*STATED GOAL:*
In the passage on the spectrogram dataset, which color does the custom colormap assign to the LTE signal?

*DOCUMENT PASSAGE:*
★ ★ ★

The dataset should contain 1,800 samples: 900 NR frames and 900 LTE frames. 

To gain further insight, let's write some transforms to undo the previous normalization and prepare this image-mask pair for viewing. And, let's build a custom colormap for the masks, with noise as cyan, NR signal as blue, and LTE signal as purple.

In [None]:
inv_transform = Compose(
    [
        Normalize(mean=[0.0, 0.0, 0.0], std=[1 / x for x in std]),
        Normalize(mean=[-x for x in mean], std=[1.0, 1.0, 1.0]),
        ToPILImage(),
    ]
)

inv_target_transform = Compose([ToDtype(dtype=torch.uint8), ToPILImage()])

training_example = inv_transform(training_example)

★ ★ ★

*PROVIDED RECORDS:*
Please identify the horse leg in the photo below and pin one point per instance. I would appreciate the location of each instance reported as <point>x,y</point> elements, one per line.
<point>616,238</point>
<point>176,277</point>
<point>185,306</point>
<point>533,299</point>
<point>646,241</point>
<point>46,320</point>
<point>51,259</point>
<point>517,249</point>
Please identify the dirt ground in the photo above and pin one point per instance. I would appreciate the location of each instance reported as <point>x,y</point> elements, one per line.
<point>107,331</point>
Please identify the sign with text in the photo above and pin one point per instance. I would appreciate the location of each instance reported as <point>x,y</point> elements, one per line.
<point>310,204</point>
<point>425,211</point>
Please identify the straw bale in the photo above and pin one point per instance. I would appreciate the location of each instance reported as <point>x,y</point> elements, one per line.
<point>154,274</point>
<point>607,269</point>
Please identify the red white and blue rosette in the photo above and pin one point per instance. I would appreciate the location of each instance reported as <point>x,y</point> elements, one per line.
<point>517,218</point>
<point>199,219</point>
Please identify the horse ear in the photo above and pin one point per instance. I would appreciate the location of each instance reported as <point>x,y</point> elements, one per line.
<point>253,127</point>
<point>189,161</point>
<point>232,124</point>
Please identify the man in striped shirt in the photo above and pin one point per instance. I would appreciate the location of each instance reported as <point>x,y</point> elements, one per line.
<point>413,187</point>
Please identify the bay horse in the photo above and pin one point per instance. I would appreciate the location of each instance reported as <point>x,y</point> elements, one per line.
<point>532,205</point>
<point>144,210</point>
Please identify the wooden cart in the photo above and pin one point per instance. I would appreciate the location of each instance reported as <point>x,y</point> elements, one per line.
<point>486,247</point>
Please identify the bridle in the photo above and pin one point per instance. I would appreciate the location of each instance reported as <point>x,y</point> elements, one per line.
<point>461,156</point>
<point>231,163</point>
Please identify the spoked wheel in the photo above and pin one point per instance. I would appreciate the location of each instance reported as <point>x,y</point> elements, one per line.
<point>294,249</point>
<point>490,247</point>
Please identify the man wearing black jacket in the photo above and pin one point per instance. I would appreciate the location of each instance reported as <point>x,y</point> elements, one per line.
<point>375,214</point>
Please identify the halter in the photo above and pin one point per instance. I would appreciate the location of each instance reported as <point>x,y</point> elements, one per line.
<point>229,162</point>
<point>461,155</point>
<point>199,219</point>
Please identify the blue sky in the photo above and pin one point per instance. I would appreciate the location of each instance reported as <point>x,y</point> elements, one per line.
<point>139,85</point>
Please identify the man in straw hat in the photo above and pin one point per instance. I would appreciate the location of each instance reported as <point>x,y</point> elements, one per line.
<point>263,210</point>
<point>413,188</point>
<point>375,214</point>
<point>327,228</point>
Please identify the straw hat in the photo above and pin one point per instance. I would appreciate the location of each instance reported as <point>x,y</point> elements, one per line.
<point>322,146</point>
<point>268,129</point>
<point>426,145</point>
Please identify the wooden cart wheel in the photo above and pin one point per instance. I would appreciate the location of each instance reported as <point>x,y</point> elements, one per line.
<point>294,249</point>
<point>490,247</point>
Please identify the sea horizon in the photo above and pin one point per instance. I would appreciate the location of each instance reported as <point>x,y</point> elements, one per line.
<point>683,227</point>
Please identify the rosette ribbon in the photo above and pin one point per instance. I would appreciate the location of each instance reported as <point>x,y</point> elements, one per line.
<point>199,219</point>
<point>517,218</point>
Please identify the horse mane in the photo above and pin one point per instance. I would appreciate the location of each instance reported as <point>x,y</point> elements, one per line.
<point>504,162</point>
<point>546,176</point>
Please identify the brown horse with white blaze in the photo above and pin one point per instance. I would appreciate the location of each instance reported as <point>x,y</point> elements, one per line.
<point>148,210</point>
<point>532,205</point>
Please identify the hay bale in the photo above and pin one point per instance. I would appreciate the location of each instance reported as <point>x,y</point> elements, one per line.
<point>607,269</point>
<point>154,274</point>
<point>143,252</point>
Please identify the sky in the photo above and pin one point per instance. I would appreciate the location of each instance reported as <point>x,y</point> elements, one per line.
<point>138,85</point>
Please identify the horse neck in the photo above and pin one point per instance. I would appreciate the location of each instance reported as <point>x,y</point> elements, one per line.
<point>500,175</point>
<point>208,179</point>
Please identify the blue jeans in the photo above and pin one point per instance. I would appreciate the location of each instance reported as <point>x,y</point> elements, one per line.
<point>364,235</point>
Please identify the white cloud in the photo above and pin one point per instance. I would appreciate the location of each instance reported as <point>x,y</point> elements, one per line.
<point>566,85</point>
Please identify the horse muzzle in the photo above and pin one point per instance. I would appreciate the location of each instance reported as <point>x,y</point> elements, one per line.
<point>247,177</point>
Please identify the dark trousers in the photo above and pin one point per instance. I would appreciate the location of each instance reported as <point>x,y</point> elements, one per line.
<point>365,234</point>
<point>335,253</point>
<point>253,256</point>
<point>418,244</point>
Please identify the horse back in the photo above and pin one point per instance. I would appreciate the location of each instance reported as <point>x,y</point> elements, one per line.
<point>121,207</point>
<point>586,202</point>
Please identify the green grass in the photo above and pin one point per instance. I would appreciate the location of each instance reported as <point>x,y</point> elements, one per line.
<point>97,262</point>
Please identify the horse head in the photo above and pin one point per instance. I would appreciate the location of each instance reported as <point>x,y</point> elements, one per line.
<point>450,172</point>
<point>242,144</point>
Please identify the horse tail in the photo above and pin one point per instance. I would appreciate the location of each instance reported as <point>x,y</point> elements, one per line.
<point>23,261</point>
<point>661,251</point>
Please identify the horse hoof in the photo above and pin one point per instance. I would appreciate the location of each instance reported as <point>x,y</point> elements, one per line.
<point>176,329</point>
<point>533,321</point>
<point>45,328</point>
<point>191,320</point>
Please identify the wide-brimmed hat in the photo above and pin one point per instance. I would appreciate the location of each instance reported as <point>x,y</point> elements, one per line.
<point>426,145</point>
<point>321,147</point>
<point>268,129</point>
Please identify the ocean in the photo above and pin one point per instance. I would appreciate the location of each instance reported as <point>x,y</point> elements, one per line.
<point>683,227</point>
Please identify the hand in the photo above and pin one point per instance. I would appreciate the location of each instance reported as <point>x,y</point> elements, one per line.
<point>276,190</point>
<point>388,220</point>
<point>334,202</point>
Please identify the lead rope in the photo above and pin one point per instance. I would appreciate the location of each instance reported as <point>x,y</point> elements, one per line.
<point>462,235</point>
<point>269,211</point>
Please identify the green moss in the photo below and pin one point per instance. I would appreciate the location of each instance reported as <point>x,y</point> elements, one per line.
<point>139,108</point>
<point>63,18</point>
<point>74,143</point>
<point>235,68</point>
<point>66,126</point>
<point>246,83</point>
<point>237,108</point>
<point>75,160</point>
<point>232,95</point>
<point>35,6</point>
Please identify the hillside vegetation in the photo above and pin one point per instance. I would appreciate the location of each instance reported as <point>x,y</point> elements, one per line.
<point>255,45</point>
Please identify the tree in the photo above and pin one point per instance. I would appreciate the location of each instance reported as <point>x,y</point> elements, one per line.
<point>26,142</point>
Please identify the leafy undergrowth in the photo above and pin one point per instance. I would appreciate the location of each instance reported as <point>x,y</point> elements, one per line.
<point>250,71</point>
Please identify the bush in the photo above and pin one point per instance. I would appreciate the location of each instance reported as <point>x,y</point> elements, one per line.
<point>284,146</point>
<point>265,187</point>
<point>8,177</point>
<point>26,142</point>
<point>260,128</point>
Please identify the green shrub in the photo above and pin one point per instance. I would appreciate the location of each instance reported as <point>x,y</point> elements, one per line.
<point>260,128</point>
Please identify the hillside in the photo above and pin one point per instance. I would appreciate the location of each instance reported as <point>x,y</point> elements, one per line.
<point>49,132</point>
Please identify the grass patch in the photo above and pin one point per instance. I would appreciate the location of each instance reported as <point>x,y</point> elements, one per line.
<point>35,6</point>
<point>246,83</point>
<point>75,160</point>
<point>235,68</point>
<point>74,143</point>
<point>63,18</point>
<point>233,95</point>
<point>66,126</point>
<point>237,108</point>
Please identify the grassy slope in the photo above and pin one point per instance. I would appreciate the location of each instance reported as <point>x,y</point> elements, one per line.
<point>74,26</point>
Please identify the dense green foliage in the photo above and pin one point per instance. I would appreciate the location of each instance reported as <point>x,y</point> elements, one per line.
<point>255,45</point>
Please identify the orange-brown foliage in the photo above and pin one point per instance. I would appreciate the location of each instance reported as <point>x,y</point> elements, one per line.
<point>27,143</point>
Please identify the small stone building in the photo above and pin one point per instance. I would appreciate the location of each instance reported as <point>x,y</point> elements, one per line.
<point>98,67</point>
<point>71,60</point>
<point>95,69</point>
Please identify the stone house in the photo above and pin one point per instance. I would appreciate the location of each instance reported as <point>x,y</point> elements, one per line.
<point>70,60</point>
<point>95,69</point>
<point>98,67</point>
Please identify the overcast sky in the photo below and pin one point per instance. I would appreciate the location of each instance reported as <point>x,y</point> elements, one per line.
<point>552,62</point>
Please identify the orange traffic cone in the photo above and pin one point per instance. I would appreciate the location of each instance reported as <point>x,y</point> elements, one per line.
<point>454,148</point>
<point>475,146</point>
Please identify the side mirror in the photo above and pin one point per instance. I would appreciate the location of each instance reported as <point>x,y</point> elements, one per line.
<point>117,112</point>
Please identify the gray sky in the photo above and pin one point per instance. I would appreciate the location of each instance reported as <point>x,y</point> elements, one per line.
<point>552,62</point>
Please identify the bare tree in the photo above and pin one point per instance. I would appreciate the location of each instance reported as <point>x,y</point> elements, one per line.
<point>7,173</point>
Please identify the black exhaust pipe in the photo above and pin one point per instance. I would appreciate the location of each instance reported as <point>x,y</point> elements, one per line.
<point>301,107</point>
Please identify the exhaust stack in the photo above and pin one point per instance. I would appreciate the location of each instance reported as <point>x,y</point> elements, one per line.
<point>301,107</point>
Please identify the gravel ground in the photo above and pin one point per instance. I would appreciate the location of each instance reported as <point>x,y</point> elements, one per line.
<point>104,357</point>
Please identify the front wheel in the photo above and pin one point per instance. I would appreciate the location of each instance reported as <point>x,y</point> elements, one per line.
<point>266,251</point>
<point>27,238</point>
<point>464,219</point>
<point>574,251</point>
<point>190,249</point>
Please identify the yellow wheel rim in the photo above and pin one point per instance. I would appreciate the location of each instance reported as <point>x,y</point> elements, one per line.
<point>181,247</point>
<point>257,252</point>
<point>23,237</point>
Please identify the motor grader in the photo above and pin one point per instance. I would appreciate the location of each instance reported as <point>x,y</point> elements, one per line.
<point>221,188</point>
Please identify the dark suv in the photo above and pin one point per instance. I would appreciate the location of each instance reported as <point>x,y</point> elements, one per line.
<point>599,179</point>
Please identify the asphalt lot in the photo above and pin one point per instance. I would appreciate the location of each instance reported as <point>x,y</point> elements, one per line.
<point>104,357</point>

★ ★ ★

*EXERCISE OUTPUT:*
Purple.